** Extract to read **
Don't worry, you won't get 20 people to buy.


----------



## puzzlemaster (Mar 25, 2009)

byu said:


> Regisiew said:
> 
> 
> > okay, the problem is, i dont want like 20 people to buy, when i only have 13 cubes. yes i will get more, but i dont want people to be like, "this kids shipping is terrible" so if you guys are alright with that. I will take off the "product is not available at this time" okay?
> ...



agreed...i think you've gotten to the point that you've failed at your original goal.. instead of becoming reputable and being liked, you've established this so far:
1: been incredibly annoying (hence the suspension)
2: showed that you're very irresponsible
3: lost any chance of accomplishing your goal
4: asked for help and then not taken it
5: assumed that people will buy when they clearly will not after this display of stupidity...


----------



## Regisiew (Mar 25, 2009)

Annotation records:
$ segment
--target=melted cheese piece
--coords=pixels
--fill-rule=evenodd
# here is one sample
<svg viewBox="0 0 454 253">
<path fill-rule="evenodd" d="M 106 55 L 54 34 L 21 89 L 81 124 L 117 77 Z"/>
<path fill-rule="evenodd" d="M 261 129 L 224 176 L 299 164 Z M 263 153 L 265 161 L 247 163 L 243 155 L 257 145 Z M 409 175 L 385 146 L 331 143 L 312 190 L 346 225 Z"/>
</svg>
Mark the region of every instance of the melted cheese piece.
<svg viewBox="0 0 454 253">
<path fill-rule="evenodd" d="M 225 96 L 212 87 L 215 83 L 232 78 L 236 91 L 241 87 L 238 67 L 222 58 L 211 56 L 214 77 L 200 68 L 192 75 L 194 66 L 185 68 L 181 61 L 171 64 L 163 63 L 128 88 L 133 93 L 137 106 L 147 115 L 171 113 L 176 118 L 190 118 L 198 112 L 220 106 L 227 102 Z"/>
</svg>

* * *

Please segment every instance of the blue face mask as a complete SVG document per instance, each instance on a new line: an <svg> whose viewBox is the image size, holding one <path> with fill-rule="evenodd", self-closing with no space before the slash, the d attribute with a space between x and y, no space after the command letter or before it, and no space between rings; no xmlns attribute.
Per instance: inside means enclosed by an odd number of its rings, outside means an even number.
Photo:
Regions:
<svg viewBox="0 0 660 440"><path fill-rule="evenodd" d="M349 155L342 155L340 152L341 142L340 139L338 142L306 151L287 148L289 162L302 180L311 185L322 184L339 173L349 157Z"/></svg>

** Your goal **
In the forum thread, how many cubes does Regisiew say they currently have? Rely only on the forum thread for answers.

** Answer for this exercise **
13 cubes.